** Excerpted text follows **

Scalability and Physical AI
Nowhere was the robotics shift more apparent than in the panel, “Productionizing AI in Robotic Systems.” Bringing together executive and technical minds from Globant, Path Robotics, Universal Robots, and PickNik Robotics, the discussion laid out a tactical blueprint for the enterprise. It explored how companies are moving past proofs-of-concept to deploy intelligent, adaptable robotic fleets that serve as the scalable backbone of modern business operations.
During Globant’s intervention, Diego Brihuega zeroed in on a core theme that resonated deeply with the audience: Physical AI and Scalability.
The industry frequently hypes the imminent arrival of a “general-purpose” robotic AI — one model that can handle any task in any environment. The reality in production is more grounded, and more instructive: the systems delivering real enterprise value today are highly specialized expert models, built and optimized for a defined task in a defined environment.

** End of Excerpted text **

- **Work instructions**:
**A.** In the excerpt on scalability and Physical AI, reproduce the passage from "Scalability and Physical" to "AI and Scalability." word for word.
**B.** Condense the paragraph of the excerpt on scalability and Physical AI that begins "The industry frequently hypes" into a shorter version that keeps its main facts.
**C.** According to the excerpt on scalability and Physical AI, which companies were represented on the panel "Productionizing AI in Robotic Systems"?
None of the items have any bearing on this work.

** Supplied records follows **

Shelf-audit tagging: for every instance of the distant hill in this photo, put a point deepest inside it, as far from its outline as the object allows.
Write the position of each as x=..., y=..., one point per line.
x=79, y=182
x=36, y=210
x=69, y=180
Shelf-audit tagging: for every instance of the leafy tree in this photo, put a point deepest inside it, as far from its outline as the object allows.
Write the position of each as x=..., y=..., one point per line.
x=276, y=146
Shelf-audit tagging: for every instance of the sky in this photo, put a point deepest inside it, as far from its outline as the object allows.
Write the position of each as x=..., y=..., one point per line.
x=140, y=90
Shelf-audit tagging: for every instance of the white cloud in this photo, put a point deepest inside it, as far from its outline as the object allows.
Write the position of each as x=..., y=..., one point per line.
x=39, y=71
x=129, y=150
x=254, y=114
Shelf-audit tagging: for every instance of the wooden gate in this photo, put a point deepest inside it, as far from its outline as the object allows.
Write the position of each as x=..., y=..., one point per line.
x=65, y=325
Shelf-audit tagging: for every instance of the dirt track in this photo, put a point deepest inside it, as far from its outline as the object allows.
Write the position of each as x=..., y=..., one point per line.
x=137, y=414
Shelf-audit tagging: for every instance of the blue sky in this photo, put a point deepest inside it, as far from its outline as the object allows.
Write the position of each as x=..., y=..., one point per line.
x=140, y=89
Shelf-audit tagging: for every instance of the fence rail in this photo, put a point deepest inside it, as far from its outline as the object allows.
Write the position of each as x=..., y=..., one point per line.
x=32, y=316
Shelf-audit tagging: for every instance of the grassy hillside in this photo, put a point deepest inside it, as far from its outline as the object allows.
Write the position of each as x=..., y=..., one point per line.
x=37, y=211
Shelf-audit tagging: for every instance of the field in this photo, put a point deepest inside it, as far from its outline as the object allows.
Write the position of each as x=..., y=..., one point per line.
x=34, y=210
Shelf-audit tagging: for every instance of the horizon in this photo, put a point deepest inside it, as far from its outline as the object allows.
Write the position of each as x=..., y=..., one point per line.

** End of Supplied records **

- **Answers to the exercise**:
**A.**
Scalability and Physical AI
Nowhere was the robotics shift more apparent than in the panel, “Productionizing AI in Robotic Systems.” Bringing together executive and technical minds from Globant, Path Robotics, Universal Robots, and PickNik Robotics, the discussion laid out a tactical blueprint for the enterprise. It explored how companies are moving past proofs-of-concept to deploy intelligent, adaptable robotic fleets that serve as the scalable backbone of modern business operations.
During Globant’s intervention, Diego Brihuega zeroed in on a core theme that resonated deeply with the audience: Physical AI and Scalability.

**B.** The industry often hypes a coming general-purpose robotic AI that could handle any task anywhere. In production, however, the systems delivering real enterprise value today are specialized expert models built for a defined task in a defined environment.

**C.** Globant, Path Robotics, Universal Robots, and PickNik Robotics.